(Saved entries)
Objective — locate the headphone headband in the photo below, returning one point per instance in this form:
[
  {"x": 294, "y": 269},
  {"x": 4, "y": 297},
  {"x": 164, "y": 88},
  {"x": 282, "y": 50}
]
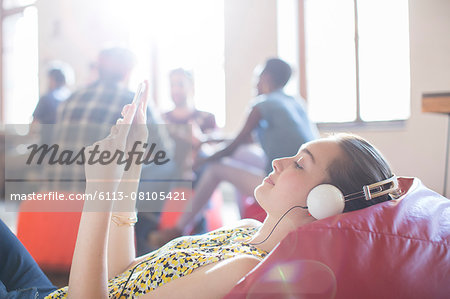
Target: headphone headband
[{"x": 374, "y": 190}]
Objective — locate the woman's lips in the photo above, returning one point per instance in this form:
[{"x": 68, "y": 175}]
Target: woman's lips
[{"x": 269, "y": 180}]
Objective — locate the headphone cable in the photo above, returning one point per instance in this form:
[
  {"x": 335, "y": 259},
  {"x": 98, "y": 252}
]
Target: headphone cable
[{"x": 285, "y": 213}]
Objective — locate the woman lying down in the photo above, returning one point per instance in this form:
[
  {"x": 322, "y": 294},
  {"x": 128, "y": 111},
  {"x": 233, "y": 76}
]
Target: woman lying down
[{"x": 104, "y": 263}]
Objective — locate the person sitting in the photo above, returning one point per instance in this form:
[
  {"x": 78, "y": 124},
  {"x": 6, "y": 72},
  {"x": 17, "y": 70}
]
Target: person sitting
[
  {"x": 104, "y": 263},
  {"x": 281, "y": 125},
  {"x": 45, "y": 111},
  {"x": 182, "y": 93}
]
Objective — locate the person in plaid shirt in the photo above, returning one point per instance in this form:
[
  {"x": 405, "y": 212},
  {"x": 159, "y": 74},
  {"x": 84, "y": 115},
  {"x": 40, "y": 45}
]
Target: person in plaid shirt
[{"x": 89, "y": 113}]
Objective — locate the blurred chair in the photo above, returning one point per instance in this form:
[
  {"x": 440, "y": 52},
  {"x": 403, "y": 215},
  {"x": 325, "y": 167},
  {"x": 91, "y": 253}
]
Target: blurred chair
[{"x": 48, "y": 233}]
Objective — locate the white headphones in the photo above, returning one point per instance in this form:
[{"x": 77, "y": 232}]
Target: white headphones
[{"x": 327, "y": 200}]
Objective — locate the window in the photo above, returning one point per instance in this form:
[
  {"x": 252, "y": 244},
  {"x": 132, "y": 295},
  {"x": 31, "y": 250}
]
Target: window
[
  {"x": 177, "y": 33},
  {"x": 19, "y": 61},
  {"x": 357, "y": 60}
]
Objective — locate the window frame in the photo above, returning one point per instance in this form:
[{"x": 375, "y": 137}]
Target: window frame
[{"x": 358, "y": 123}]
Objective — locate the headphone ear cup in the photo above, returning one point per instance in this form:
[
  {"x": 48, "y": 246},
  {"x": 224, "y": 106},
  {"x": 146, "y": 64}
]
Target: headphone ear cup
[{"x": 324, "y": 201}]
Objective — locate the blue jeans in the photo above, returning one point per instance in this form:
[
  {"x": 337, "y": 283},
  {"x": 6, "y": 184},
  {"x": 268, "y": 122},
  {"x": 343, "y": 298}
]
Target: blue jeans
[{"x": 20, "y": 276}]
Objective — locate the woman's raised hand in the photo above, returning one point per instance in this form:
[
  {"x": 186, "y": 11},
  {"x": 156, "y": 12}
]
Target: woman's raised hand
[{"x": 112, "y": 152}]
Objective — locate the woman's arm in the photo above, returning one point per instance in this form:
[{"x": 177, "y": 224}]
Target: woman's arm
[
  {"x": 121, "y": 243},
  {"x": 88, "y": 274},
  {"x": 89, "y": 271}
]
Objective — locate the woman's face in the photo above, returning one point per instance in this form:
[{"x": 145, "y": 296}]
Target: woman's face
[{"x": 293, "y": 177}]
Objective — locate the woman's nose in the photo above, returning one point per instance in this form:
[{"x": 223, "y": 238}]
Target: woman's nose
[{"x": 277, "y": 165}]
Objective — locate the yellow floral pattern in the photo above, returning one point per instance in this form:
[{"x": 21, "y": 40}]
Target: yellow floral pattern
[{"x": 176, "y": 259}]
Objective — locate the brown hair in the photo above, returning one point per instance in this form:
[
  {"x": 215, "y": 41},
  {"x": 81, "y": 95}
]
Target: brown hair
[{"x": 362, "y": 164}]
==
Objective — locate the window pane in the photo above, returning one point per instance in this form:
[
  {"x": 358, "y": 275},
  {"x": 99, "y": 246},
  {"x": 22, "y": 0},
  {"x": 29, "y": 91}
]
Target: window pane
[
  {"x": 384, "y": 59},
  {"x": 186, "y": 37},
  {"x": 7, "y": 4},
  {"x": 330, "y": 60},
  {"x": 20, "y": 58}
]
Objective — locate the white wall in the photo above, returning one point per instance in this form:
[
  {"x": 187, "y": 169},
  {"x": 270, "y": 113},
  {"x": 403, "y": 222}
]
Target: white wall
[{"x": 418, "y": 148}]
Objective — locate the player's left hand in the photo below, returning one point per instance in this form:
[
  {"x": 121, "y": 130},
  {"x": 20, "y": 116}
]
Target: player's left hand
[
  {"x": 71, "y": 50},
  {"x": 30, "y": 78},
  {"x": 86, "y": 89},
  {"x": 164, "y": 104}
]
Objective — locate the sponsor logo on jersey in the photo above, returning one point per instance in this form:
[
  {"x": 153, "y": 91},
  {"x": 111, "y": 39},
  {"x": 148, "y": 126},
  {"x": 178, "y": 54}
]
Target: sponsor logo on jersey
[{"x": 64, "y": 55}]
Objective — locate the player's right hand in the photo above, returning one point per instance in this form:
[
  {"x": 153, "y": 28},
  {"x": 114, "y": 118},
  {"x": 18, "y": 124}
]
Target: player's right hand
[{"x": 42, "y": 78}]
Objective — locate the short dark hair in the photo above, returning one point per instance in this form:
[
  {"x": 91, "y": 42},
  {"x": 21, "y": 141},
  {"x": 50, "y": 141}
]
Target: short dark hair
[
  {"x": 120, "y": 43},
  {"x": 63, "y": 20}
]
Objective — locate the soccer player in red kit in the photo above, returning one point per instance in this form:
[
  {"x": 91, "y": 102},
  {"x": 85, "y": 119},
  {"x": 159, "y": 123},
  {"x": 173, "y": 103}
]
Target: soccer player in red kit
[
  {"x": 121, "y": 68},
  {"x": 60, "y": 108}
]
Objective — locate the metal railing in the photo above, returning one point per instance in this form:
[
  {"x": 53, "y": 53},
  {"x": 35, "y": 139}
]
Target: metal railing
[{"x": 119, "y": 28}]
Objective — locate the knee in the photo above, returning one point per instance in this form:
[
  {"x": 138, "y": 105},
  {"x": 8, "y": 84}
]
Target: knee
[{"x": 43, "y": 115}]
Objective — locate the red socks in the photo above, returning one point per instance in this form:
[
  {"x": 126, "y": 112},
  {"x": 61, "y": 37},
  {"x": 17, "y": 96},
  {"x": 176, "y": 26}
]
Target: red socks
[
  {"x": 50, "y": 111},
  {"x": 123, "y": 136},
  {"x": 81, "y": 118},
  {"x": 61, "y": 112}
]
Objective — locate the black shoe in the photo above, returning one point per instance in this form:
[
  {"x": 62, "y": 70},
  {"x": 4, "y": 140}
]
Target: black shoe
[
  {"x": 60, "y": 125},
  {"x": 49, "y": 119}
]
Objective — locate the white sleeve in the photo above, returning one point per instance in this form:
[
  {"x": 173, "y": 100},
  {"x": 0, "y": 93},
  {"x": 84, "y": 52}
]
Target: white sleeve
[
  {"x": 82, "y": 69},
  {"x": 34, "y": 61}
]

**How to complete this task**
Reply with the number of lines in the data above that contain "below", and with nothing else.

**Task output**
2